PROBLEM: Report all lines in the records that hold the string "building".

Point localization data

++++++

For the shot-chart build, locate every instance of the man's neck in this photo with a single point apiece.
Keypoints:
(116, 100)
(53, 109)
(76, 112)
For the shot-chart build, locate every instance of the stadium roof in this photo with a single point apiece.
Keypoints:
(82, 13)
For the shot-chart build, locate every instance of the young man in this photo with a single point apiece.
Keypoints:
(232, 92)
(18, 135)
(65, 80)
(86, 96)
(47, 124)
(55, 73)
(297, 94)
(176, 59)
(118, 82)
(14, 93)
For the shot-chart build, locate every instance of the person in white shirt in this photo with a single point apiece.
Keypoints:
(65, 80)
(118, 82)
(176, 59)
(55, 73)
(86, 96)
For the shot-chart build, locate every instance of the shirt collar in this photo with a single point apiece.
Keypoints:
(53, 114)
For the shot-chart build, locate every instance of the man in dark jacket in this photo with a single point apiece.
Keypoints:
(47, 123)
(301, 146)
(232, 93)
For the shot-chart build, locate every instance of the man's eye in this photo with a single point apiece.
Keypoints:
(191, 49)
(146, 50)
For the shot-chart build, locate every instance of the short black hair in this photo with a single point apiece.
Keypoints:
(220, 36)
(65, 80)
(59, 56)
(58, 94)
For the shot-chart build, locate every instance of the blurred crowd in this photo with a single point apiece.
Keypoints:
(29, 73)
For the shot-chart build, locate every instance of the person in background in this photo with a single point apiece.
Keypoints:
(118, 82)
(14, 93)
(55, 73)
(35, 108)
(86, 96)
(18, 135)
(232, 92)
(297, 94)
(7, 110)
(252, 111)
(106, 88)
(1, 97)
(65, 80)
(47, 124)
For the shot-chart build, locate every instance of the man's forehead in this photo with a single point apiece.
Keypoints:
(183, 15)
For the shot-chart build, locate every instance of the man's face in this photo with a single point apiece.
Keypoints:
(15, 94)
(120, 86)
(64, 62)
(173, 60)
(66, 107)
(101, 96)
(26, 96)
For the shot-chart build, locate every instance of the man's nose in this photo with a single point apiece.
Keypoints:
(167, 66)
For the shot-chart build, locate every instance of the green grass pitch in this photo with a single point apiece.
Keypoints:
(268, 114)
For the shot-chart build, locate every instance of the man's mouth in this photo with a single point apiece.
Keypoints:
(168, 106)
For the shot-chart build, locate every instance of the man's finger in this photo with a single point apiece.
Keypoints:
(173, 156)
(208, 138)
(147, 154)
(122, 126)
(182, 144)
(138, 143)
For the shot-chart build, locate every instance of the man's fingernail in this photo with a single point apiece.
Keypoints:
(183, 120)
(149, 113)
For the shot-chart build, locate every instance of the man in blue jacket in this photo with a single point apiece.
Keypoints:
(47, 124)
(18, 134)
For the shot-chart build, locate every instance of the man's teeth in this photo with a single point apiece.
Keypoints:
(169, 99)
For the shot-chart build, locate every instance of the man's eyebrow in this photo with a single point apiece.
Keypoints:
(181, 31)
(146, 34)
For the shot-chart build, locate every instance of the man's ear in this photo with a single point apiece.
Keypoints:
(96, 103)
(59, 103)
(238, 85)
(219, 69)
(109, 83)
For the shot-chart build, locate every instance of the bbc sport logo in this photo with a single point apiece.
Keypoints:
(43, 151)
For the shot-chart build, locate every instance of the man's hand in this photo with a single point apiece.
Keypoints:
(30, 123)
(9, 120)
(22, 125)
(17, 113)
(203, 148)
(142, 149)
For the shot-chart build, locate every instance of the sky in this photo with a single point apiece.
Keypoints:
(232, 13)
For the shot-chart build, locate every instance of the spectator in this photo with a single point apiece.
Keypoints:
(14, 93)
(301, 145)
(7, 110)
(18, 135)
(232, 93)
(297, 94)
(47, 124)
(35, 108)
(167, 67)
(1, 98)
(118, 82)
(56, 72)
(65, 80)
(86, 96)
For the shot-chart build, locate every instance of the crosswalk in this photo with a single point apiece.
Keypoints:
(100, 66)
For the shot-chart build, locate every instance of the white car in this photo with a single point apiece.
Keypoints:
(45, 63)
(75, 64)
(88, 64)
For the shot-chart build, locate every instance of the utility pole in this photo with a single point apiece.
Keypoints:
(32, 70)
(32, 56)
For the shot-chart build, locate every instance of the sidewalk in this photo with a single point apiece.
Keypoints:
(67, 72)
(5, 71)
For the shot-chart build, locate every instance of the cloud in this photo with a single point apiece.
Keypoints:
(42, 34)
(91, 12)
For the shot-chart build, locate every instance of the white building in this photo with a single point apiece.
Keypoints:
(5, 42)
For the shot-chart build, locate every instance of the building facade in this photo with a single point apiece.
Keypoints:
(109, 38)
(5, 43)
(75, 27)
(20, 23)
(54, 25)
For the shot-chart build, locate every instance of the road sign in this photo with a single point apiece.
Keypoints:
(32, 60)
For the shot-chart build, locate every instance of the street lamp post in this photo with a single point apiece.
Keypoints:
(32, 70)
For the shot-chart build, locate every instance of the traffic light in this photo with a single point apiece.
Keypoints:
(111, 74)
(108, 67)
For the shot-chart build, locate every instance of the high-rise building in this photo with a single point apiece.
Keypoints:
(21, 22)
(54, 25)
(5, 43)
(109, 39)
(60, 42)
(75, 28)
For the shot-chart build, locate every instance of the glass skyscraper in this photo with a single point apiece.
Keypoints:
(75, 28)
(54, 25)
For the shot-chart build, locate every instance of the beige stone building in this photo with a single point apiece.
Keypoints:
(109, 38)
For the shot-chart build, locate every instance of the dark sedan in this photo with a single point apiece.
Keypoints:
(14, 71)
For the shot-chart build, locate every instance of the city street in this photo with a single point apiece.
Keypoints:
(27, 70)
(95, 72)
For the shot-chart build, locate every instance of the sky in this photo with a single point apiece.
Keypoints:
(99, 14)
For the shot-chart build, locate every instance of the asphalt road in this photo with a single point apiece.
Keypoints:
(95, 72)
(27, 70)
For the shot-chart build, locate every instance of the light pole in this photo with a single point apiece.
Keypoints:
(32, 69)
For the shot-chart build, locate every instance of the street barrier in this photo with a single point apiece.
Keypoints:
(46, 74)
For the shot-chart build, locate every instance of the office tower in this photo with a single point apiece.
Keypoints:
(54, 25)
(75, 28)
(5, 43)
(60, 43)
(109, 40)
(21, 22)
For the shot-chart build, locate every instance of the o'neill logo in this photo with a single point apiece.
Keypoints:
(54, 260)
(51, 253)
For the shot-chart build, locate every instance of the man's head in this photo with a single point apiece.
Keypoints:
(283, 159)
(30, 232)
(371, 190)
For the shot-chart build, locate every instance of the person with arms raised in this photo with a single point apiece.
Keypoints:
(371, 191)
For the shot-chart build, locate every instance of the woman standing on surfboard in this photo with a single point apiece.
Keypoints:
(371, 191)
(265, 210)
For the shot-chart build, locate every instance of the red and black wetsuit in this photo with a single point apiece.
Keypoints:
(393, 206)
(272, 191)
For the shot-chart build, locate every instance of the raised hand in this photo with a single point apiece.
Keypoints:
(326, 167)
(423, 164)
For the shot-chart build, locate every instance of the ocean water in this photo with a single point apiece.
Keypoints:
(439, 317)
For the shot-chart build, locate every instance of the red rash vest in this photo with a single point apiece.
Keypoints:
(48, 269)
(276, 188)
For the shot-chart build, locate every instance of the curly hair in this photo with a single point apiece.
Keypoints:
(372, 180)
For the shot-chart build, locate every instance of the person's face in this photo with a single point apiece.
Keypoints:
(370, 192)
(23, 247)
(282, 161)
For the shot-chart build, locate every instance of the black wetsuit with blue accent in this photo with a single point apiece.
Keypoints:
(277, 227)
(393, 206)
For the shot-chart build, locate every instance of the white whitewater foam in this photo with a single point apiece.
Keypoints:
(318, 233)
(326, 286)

++++++

WRITTEN SOLUTION:
For the shot-chart build, locate every instance of the white building in this photo with a single point apiece.
For the shot-chart build, locate every instance of the building facade in this photo with a single point apiece.
For the shot-chart build, locate every instance of the high-rise building in this photo with a single point apiece.
For the shot-chart build, locate every instance of the beige stone building in this photo with a single point apiece.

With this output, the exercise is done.